Records provided
┌────────

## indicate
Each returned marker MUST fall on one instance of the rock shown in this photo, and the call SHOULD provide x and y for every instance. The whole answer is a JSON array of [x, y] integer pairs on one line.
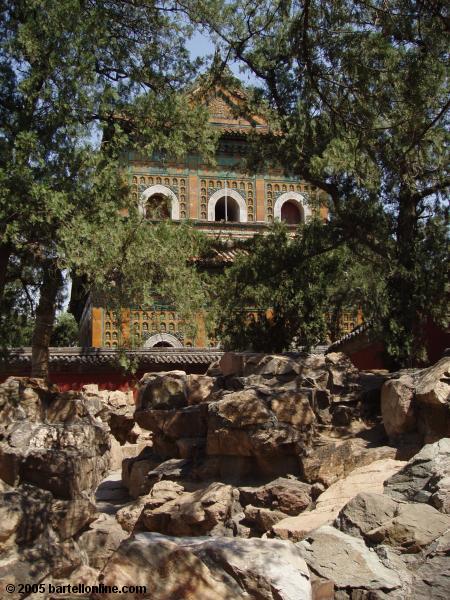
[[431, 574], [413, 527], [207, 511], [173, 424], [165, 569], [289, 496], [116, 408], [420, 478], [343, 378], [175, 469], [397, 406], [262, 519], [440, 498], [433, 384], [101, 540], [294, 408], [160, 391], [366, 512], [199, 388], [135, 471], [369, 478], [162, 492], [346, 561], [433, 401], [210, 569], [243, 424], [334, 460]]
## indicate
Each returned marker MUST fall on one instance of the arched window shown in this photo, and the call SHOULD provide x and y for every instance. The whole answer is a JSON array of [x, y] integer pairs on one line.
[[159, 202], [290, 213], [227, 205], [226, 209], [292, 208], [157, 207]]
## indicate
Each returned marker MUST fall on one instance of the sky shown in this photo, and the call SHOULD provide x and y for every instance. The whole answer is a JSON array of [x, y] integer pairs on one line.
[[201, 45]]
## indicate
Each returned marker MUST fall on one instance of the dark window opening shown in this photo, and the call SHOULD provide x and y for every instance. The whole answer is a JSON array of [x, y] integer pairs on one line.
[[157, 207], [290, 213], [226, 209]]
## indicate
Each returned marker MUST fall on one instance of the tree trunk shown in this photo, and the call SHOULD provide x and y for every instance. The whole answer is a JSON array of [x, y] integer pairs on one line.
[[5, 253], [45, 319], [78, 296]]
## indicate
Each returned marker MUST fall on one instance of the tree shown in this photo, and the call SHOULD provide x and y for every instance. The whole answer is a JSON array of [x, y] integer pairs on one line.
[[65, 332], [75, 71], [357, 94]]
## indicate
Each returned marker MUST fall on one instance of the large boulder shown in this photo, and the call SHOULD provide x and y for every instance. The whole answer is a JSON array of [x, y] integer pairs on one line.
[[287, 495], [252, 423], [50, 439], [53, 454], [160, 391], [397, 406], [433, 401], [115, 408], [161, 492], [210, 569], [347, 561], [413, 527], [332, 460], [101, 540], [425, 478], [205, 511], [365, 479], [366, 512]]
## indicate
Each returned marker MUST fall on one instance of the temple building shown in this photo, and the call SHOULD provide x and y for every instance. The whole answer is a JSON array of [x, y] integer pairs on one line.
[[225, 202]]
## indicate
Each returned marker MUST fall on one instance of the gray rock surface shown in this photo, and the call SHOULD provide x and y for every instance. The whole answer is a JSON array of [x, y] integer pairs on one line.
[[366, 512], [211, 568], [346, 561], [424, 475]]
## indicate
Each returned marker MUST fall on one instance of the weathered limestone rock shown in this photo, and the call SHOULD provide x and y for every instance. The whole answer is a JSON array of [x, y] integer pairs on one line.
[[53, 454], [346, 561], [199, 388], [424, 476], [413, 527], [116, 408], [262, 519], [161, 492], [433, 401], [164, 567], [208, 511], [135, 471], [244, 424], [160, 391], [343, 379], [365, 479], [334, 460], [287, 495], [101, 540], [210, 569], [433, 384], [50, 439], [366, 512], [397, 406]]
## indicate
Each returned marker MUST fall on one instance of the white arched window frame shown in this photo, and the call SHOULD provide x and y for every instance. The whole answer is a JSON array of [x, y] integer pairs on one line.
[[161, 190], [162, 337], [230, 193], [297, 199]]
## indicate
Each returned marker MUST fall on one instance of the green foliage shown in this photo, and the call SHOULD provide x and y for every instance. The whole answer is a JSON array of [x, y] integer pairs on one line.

└────────
┌────────

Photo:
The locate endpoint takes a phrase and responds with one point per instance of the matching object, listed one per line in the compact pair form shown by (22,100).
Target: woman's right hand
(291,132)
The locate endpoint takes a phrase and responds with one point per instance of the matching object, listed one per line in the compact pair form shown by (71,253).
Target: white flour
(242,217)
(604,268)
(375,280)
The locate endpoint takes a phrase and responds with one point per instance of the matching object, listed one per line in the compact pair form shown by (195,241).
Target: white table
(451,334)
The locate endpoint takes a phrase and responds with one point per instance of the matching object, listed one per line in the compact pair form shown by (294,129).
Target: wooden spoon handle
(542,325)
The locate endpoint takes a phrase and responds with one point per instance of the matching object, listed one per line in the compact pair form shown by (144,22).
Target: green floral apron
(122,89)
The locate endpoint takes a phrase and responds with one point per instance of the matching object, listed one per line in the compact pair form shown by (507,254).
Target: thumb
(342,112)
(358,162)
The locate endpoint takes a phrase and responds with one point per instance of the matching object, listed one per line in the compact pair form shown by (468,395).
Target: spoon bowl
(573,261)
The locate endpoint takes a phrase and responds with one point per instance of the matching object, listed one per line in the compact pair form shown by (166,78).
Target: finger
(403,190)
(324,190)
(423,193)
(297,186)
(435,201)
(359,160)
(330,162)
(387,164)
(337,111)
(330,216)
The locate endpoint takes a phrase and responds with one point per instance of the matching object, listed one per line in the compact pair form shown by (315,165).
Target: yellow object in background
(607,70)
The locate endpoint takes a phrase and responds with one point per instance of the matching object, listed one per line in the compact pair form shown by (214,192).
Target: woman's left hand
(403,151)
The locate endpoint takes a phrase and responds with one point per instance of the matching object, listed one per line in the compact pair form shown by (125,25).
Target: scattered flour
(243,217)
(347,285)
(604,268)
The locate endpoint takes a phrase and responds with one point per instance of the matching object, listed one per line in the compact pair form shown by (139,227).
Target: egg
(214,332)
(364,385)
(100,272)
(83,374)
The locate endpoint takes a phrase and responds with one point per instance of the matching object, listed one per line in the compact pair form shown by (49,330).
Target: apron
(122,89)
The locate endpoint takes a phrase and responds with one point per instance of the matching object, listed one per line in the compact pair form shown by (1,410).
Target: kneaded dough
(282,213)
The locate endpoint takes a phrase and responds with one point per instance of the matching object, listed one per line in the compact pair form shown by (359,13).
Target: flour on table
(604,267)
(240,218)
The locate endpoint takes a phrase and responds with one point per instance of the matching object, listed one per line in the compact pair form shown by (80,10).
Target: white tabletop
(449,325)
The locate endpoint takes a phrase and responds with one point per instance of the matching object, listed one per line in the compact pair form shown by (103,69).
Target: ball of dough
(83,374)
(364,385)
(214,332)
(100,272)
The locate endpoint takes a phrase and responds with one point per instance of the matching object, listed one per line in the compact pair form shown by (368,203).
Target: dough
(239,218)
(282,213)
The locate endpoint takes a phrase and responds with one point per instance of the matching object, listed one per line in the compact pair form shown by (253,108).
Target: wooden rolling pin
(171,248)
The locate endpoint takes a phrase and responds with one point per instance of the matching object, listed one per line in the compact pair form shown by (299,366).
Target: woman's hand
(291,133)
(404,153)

└────────
┌────────

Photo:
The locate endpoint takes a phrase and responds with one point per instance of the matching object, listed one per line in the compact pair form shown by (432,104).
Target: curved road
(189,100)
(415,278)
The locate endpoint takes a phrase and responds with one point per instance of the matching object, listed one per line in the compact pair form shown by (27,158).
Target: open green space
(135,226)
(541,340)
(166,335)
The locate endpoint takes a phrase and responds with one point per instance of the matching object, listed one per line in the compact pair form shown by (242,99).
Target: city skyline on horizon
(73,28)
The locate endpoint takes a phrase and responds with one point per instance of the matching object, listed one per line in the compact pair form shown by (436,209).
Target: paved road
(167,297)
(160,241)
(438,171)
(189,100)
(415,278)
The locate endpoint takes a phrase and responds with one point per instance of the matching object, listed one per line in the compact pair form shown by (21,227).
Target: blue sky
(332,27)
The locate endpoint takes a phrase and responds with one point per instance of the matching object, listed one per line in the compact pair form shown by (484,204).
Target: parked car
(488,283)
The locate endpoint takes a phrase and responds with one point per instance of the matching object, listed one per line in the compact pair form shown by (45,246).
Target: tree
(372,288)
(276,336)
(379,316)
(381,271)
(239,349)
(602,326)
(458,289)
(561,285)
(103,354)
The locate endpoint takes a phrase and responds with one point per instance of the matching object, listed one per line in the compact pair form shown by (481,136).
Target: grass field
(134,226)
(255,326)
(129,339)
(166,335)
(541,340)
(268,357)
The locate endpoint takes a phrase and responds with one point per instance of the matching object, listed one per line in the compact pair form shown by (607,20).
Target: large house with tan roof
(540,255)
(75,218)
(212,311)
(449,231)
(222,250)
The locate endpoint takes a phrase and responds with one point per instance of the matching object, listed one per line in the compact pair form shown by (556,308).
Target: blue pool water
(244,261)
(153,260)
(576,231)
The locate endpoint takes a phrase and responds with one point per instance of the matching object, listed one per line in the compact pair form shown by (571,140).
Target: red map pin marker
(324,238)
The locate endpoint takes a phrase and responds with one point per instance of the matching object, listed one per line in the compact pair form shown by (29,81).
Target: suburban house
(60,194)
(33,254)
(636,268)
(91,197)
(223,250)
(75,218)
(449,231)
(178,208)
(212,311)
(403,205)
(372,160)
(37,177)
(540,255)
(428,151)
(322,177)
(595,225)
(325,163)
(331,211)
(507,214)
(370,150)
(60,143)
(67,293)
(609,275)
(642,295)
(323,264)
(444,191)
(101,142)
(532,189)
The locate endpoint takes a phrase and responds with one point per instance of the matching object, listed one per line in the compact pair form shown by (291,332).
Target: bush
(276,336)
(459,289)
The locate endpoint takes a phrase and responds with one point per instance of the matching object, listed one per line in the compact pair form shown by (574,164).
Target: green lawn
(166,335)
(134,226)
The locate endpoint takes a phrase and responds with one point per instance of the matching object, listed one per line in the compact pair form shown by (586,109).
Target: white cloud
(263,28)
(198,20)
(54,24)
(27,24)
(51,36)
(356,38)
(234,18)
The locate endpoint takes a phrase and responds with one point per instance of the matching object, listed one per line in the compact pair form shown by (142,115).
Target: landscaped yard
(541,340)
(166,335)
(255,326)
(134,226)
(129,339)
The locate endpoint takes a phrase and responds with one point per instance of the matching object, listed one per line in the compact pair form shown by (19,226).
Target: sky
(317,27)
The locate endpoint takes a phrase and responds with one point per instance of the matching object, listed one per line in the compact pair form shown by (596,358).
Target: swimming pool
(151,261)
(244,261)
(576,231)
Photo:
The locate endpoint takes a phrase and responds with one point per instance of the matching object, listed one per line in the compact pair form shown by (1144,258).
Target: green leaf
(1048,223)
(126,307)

└────────

Problem to work on
Find every line in the listing above that contains the string "apron", matching case exactly, and copy each of those lines.

Response
Target: green floral apron
Target: apron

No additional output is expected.